_A data block_:
------------------------------------------------------------

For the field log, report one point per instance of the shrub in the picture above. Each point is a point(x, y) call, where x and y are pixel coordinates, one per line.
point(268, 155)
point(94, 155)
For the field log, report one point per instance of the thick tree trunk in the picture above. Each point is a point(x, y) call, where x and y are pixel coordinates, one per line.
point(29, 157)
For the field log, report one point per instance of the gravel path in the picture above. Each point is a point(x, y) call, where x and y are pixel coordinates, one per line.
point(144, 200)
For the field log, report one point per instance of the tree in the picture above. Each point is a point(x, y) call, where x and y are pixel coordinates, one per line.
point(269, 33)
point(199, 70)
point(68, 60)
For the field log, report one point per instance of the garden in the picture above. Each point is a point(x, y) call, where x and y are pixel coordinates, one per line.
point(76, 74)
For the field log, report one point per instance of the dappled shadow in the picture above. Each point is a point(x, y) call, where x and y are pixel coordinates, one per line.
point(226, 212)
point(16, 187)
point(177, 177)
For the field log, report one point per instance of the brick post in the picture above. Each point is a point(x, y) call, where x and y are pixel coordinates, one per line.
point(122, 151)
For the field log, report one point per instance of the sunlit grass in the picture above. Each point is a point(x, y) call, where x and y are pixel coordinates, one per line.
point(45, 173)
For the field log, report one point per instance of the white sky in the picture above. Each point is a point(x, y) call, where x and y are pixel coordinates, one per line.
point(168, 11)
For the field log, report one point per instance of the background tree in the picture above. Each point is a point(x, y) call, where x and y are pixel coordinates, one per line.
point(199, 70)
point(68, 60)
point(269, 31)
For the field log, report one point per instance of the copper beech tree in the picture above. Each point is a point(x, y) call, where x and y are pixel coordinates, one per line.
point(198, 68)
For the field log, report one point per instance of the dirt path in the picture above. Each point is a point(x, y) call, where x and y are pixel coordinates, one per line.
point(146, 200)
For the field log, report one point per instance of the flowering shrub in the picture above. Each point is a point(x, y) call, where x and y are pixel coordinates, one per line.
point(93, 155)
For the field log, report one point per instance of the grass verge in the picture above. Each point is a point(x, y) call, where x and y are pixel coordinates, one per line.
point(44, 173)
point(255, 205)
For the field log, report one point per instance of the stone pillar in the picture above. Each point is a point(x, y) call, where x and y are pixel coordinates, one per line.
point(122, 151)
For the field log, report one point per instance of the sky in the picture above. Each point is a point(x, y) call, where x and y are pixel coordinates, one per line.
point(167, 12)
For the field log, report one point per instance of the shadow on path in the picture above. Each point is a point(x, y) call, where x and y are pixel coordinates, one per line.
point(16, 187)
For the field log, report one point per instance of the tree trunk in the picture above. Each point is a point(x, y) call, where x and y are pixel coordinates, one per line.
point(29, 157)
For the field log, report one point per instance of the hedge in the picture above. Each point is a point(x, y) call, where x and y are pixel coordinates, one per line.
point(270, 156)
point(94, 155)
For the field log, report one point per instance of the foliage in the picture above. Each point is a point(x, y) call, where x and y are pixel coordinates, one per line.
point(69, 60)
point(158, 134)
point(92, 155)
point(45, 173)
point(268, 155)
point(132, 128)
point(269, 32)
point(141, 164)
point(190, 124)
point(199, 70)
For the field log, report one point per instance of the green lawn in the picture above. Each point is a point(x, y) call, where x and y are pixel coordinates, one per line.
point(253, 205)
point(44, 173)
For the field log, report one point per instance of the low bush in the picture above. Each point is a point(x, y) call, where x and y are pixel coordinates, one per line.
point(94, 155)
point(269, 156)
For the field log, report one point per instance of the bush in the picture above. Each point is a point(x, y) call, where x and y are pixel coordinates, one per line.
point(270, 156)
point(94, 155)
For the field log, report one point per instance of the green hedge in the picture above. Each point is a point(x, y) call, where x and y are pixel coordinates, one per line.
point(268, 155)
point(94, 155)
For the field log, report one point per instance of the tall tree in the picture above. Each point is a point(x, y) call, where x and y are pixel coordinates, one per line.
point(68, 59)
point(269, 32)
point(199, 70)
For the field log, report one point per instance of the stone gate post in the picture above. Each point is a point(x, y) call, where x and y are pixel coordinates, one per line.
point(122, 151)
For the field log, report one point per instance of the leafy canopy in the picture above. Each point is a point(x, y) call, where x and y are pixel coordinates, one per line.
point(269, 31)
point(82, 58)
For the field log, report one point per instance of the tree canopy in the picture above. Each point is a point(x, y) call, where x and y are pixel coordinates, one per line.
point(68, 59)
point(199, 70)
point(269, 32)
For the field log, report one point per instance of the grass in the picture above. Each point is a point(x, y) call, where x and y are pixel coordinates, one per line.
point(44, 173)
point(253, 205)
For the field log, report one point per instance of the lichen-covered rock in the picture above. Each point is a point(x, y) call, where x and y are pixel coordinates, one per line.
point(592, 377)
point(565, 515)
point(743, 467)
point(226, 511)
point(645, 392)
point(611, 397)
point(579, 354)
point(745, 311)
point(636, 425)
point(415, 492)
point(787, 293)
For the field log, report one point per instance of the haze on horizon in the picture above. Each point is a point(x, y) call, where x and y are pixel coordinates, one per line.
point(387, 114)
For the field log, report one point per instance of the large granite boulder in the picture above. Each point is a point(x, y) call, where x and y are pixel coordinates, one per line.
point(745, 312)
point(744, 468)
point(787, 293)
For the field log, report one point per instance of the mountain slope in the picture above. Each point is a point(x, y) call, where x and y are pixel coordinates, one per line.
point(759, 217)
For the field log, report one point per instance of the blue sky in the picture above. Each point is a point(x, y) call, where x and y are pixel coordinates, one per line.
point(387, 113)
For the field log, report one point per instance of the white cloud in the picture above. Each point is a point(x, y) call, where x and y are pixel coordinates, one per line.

------------------------------------------------------------

_Instructions for the task_: Reproduce the entries above verbatim, starting from the very first line and continuing through the line that contains "point(76, 74)", with that line included.

_Solution_:
For the field log, report one point per instance of the shrub in the picture above. Each point is a point(x, y) call, where x and y are pixel coordinates, one per line.
point(268, 155)
point(94, 155)
For the field log, report one point per instance of the thick tree trunk in the picture above. Each point is a point(x, y) call, where x and y are pixel coordinates, one per line.
point(29, 157)
For the field log, report one point per instance of the gravel path in the picture above. Each point is a point(x, y) call, where x and y are pixel coordinates, one per line.
point(144, 200)
For the field log, report one point per instance of the tree in the picture above. Each point is a point(x, y) call, where x and y are pixel coordinates, one per line.
point(269, 33)
point(199, 70)
point(68, 60)
For the field log, report one point per instance of the garden in the picture above. Each point is a point(x, y) call, where x and y are pixel coordinates, one per line.
point(76, 74)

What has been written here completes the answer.